[Exercise materials]
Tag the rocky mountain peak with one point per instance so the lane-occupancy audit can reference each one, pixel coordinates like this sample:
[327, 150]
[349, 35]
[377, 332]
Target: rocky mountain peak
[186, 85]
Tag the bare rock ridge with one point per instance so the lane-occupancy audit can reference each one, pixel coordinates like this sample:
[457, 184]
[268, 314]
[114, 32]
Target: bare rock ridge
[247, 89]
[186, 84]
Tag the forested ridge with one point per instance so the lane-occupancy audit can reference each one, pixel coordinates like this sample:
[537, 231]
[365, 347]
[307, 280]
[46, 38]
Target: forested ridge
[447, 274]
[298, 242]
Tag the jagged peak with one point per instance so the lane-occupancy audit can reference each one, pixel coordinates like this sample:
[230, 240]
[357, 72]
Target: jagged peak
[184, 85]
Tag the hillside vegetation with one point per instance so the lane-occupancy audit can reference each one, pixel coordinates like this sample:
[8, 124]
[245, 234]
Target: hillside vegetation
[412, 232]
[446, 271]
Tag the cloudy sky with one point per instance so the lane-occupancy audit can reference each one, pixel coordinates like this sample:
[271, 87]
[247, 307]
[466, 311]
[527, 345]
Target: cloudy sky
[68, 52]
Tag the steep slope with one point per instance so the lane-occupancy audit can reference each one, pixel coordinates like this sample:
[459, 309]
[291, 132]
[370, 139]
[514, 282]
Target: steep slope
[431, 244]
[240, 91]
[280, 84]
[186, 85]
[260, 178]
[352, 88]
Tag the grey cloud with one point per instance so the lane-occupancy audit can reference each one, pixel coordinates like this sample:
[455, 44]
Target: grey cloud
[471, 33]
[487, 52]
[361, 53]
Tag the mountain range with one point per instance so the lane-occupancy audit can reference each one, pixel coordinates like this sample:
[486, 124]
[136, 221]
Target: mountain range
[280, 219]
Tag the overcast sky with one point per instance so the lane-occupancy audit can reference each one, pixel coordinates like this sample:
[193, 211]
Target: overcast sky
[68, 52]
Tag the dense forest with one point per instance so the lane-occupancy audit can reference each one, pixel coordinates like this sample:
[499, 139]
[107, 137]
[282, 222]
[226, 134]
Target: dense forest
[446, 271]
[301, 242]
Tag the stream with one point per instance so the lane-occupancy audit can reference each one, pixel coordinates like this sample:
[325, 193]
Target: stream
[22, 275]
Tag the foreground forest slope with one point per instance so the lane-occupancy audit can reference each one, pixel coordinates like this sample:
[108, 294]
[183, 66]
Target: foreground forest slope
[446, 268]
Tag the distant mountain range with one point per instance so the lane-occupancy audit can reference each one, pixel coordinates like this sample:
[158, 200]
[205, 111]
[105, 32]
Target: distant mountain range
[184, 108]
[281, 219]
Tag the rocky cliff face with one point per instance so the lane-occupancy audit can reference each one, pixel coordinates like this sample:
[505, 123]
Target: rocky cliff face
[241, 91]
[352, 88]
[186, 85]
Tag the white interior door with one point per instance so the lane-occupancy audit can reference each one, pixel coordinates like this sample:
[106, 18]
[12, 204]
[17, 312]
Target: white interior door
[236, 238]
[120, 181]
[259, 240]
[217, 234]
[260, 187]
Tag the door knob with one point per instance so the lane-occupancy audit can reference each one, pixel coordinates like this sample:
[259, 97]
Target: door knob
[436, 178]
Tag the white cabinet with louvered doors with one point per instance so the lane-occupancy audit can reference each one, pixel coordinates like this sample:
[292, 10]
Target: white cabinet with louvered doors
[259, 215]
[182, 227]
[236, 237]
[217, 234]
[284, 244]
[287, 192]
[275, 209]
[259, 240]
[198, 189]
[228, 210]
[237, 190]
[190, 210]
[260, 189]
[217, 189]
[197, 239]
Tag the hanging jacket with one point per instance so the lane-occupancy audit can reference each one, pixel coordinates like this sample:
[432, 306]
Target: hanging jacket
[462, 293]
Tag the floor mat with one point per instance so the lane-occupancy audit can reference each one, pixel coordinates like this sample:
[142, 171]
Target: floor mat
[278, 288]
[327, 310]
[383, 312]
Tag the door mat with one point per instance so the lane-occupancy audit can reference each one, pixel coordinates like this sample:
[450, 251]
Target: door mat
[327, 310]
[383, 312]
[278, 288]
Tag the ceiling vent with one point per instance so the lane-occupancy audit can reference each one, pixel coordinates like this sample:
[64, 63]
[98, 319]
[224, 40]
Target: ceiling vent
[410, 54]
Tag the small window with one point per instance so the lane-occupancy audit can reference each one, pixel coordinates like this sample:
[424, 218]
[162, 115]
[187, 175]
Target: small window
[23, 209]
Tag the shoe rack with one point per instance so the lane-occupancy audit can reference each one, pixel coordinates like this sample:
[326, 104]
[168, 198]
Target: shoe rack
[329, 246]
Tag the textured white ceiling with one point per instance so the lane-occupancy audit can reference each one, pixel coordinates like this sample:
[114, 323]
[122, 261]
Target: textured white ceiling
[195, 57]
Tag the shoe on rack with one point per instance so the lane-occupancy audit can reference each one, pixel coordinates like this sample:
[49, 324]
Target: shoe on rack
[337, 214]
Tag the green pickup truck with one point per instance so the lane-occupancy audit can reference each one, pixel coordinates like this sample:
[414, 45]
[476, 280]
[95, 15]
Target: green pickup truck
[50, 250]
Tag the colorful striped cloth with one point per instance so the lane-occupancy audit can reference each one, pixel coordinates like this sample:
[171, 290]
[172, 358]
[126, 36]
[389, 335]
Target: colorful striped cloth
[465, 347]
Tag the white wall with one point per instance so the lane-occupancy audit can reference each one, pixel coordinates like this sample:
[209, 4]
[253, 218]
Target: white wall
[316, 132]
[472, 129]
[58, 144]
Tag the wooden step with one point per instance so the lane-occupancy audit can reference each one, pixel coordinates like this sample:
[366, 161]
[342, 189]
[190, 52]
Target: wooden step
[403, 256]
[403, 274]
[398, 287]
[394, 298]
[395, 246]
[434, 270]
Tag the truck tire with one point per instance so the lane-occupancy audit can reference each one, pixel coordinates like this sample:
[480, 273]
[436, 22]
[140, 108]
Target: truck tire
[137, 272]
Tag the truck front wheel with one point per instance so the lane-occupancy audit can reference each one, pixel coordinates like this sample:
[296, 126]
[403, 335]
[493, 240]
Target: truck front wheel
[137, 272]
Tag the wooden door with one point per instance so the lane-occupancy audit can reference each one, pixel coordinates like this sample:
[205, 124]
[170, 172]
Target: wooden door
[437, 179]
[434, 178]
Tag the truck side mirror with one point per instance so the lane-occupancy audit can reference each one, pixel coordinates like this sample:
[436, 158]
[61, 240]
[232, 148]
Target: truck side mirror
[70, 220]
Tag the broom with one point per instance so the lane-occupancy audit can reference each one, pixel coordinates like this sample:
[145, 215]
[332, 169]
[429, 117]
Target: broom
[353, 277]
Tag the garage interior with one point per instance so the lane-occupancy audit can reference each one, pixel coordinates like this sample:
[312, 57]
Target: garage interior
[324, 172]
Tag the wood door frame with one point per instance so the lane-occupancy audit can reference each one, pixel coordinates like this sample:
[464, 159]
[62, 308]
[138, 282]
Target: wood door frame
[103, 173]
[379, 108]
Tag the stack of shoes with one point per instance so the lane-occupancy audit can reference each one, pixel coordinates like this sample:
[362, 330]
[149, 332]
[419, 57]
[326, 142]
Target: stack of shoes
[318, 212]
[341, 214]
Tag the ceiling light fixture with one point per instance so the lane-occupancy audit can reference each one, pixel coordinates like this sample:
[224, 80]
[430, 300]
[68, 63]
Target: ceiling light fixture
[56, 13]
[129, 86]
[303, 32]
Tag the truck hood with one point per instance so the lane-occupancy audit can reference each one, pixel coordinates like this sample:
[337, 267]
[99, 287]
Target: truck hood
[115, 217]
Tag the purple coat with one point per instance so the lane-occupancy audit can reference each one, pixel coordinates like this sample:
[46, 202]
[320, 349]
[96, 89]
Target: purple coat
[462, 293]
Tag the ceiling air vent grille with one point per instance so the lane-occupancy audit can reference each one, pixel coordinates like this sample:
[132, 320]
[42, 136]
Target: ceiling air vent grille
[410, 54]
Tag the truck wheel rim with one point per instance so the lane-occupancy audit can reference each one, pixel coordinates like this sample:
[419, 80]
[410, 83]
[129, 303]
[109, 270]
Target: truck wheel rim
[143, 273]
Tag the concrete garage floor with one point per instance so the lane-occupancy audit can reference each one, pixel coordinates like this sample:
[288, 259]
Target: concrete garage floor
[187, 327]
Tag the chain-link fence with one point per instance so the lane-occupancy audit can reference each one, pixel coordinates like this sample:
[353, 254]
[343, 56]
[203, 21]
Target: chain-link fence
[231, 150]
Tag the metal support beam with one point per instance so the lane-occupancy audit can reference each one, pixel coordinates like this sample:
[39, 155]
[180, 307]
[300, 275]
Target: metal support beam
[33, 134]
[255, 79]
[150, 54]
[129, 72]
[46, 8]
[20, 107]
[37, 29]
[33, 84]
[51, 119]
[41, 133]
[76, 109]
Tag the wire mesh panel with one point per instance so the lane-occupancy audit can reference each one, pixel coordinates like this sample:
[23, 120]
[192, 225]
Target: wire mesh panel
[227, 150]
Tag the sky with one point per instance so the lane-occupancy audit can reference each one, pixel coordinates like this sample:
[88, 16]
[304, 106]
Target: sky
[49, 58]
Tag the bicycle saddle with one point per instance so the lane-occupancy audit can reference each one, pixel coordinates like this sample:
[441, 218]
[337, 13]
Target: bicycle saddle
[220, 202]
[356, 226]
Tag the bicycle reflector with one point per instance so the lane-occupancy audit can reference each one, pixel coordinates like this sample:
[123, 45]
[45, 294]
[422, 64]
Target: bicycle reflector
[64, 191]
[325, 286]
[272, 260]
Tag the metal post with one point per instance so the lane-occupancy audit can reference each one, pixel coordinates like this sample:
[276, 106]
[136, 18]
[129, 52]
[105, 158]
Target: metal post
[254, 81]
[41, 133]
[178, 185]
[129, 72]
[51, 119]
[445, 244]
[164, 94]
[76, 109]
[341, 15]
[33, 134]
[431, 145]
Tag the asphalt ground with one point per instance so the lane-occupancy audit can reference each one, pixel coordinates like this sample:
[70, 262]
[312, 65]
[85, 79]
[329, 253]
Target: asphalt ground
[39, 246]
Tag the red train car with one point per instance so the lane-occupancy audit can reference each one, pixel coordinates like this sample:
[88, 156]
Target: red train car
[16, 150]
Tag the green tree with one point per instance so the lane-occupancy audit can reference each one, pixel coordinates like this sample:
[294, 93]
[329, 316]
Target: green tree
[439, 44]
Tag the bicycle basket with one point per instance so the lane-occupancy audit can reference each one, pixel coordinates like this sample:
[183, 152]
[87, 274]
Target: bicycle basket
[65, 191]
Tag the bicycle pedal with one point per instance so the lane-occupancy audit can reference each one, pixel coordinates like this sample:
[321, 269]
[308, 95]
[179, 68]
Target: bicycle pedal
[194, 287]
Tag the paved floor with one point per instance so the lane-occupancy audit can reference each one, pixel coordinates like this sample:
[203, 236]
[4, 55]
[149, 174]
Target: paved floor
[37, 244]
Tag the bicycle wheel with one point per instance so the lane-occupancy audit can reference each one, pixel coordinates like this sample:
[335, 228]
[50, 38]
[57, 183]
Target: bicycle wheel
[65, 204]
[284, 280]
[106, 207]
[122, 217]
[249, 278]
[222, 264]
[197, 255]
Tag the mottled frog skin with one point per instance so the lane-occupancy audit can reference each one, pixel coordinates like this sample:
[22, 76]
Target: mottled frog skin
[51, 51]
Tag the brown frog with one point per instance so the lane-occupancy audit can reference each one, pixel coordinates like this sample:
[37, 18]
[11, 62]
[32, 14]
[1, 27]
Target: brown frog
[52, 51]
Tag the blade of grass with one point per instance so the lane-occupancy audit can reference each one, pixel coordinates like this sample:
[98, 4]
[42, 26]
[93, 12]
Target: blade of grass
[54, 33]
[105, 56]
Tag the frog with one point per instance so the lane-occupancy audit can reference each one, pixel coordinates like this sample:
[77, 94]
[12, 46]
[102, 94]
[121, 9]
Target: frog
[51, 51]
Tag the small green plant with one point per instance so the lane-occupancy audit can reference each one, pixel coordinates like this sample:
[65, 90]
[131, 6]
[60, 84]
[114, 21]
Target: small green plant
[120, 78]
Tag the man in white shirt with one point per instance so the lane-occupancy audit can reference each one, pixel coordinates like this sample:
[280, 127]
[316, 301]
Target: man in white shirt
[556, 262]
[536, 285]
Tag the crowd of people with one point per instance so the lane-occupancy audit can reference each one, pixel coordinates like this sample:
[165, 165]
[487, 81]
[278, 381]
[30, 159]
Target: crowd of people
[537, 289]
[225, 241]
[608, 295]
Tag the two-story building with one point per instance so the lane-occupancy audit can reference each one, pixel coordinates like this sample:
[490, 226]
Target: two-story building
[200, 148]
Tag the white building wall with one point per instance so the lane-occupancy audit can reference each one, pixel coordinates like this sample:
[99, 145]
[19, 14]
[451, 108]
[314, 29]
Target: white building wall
[/Exercise materials]
» Activity: Nothing but the lines from the one holding "Tag the two-story" to the end of the entries should be returned, each exactly as it stands.

» Answer space:
Tag the two-story building with one point per instance so the lane-occupancy audit can reference each one, pixel coordinates like this sample:
[490, 226]
Target: two-story building
[200, 148]
Tag the white building wall with one point per instance so the lane-occupancy audit can reference each one, pixel coordinates like this sample:
[99, 145]
[19, 14]
[451, 108]
[314, 29]
Target: white building wall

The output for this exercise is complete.